◆ Records to use:

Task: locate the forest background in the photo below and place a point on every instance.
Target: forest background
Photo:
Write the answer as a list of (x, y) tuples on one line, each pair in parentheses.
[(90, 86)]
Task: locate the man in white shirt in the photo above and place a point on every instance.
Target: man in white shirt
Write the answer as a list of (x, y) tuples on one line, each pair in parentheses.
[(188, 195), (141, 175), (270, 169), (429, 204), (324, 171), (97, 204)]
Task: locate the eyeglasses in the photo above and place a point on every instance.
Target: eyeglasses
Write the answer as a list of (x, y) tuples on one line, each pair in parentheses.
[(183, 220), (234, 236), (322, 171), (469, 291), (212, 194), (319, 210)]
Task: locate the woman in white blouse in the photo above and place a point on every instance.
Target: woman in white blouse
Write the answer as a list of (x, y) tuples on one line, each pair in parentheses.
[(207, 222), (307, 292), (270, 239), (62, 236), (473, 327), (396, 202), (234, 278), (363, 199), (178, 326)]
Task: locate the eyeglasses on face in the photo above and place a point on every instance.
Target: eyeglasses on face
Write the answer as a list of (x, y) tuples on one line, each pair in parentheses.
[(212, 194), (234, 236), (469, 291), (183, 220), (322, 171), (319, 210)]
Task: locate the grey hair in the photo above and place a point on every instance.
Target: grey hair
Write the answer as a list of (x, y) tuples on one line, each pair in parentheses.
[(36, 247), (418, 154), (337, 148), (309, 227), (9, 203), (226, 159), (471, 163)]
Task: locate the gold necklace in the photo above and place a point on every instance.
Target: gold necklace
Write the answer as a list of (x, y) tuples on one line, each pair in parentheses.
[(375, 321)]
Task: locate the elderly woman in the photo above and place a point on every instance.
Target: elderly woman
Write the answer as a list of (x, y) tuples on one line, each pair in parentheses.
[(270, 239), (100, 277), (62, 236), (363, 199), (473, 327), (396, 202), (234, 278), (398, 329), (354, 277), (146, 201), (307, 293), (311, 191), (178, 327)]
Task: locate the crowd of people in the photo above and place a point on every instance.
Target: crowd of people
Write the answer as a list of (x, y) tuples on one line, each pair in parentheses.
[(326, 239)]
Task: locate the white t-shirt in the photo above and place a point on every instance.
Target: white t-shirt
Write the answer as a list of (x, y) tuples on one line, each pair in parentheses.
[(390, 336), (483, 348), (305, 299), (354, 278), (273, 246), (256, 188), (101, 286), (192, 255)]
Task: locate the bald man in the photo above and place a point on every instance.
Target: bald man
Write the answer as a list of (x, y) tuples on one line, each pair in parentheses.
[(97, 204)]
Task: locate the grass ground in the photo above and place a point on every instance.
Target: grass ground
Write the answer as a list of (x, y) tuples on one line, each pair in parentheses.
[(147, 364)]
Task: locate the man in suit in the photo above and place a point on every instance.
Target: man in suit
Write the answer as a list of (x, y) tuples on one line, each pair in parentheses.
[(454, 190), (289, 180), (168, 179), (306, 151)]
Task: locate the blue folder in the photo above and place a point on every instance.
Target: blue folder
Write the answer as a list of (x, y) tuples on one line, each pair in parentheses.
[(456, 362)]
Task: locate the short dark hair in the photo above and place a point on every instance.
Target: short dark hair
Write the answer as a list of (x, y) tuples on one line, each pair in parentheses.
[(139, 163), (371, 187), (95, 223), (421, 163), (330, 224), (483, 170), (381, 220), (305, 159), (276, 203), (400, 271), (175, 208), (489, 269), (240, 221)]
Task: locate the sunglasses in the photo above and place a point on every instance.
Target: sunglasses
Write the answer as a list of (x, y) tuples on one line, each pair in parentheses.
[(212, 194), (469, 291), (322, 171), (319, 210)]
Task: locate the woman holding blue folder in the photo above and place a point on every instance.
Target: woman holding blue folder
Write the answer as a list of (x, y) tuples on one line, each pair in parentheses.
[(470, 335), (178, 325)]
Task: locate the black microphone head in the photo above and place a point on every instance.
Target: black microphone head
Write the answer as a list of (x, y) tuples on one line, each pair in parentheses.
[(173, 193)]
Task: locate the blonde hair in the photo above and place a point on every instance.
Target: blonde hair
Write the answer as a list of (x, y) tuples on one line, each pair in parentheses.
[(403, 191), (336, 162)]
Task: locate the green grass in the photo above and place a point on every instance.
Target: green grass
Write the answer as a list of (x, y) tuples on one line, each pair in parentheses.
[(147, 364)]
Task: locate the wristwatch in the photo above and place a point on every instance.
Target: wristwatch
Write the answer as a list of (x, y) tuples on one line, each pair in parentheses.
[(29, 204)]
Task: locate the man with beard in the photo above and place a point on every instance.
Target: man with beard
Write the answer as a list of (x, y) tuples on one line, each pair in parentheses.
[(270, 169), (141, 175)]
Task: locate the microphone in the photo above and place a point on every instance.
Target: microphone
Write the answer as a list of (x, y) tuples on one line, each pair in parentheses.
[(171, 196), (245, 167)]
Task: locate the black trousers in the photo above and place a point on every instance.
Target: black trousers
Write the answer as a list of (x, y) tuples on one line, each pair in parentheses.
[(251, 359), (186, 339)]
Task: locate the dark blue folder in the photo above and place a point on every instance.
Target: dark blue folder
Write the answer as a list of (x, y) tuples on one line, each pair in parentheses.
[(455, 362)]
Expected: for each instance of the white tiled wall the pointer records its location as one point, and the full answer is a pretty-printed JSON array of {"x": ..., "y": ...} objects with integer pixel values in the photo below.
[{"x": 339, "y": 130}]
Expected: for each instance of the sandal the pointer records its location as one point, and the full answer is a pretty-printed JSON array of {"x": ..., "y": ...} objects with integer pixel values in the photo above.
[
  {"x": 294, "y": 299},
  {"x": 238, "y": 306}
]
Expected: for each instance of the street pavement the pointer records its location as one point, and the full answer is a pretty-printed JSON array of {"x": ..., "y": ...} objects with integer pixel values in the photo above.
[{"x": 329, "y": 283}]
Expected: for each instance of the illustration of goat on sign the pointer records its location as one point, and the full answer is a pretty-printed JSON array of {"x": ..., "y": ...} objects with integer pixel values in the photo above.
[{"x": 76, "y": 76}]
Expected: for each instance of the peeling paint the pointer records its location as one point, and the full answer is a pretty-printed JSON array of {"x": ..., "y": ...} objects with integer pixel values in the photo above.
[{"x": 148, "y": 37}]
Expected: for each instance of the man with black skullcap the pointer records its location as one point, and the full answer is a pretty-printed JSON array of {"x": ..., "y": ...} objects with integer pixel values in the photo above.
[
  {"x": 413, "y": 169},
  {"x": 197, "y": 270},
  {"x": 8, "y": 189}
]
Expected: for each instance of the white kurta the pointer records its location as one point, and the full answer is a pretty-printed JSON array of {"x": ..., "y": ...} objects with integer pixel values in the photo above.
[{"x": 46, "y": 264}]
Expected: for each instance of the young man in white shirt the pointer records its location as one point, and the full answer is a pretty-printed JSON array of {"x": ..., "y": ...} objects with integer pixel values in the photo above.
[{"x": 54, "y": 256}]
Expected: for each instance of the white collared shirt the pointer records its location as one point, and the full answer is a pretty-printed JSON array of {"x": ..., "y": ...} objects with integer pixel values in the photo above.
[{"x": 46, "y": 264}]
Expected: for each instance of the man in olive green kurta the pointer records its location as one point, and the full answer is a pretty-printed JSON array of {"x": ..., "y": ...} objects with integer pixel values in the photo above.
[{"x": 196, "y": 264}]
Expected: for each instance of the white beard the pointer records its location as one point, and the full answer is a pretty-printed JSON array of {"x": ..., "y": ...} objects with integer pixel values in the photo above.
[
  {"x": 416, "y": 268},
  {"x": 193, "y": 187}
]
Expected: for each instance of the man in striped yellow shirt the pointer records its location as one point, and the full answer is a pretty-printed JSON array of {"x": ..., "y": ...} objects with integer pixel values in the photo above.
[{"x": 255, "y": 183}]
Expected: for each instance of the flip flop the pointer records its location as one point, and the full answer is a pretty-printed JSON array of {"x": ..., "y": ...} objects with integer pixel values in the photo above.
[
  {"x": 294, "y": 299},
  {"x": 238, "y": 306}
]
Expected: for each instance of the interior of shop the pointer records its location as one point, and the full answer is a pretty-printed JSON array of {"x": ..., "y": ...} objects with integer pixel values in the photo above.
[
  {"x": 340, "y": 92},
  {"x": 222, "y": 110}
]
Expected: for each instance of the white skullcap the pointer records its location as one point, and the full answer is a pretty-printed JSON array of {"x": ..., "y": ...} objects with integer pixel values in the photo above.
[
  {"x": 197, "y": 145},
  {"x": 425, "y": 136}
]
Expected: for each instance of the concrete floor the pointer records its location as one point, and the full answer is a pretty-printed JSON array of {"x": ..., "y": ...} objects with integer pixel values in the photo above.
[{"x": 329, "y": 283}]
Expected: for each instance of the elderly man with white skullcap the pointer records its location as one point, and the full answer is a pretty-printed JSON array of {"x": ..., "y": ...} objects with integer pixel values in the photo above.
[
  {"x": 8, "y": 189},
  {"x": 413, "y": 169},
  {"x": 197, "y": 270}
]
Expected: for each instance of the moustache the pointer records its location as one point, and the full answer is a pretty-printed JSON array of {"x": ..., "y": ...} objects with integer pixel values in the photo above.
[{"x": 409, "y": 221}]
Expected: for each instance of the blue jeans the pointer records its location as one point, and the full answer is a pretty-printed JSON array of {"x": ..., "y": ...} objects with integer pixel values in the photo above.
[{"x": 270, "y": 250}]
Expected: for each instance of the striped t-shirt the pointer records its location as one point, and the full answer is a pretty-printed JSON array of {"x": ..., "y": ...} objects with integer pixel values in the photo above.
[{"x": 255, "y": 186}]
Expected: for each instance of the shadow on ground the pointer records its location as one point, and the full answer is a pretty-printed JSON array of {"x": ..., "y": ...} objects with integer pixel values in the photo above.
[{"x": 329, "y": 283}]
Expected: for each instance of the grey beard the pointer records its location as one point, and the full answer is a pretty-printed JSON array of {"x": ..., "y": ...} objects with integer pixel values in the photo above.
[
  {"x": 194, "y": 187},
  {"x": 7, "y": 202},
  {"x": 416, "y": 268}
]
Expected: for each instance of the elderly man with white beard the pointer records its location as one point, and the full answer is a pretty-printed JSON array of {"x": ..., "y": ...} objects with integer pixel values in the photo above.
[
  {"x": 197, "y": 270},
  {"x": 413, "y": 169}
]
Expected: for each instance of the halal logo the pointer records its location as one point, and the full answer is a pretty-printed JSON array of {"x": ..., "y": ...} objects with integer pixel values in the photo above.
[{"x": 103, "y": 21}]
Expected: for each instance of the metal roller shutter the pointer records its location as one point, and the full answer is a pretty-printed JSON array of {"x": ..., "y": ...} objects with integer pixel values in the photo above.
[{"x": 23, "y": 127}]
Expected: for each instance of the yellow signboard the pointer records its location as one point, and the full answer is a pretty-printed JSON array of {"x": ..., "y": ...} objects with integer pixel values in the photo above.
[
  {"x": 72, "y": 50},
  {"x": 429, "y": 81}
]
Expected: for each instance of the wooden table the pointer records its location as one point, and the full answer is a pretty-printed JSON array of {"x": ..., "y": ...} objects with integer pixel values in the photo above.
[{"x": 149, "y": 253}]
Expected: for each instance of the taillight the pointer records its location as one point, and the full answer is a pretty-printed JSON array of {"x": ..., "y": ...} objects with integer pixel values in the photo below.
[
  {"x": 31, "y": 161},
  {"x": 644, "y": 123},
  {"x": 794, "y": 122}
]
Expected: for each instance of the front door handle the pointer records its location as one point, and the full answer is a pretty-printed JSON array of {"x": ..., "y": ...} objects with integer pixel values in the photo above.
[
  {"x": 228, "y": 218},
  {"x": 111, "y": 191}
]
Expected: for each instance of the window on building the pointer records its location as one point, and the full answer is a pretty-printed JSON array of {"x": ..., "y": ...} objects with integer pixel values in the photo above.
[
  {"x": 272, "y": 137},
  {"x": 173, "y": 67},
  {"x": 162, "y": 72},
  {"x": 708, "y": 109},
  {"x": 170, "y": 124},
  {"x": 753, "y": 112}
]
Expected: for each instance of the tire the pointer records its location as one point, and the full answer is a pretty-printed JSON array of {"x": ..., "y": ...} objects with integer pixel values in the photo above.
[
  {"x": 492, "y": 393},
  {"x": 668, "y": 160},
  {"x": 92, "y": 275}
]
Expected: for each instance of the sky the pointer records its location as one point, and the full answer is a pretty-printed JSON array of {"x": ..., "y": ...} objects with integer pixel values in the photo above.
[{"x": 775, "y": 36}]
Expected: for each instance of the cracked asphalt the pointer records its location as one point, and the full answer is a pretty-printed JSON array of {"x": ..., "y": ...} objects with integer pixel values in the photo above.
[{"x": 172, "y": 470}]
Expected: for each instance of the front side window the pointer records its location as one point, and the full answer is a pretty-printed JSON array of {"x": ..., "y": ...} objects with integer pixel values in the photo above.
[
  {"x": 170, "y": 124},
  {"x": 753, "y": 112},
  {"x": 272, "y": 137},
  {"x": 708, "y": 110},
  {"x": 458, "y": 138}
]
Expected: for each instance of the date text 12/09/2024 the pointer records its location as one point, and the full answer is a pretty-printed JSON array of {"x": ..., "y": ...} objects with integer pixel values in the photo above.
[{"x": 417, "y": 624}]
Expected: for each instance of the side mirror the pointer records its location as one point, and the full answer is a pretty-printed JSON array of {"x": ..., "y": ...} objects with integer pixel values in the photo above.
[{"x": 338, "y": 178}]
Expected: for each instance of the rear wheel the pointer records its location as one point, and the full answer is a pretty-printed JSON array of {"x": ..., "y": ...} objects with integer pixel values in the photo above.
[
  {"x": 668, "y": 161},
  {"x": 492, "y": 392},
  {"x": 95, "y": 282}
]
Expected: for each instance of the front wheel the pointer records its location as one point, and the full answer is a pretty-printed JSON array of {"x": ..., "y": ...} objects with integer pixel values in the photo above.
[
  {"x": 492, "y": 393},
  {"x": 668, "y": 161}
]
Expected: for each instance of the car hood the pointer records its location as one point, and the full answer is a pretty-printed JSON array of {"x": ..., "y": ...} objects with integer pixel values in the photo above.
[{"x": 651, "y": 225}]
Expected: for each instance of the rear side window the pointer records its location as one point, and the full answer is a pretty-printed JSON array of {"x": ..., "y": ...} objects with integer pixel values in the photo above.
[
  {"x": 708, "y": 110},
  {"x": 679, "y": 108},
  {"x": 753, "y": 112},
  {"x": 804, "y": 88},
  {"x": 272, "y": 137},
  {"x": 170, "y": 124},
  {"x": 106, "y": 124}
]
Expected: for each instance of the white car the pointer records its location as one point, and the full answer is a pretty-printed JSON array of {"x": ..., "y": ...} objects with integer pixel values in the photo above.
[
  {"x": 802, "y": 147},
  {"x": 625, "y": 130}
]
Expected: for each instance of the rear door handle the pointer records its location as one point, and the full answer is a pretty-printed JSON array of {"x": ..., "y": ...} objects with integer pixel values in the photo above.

◆ Directions for this task: Nothing but the lines from the start of the data above through the line with "Target: woman in white blouse" should appear in your answer, copied exactly.

◆ Task answer:
Task: locate the forest background in the photo below and place a point on every instance.
Target: forest background
Photo:
Write the answer as a list of (x, y) tuples on one line, each pair in parentheses.
[(90, 86)]
Task: locate the man in white shirt in the photo above and place a point on every instance.
Target: man in white shirt
Write the answer as a list of (x, y) tuples on one line, each pair in parentheses.
[(188, 195), (141, 175), (270, 169), (429, 204), (324, 171), (97, 204)]
Task: locate the eyeglasses in the photo above and place a point on every instance.
Target: eyeglasses
Write the answer as a list of (x, y) tuples on one line, each pair in parentheses.
[(183, 220), (234, 236), (322, 171), (469, 291), (212, 194), (319, 210)]
Task: locate the woman in white blouse in the photo above and place a point on every instance.
Target: woman in white blouse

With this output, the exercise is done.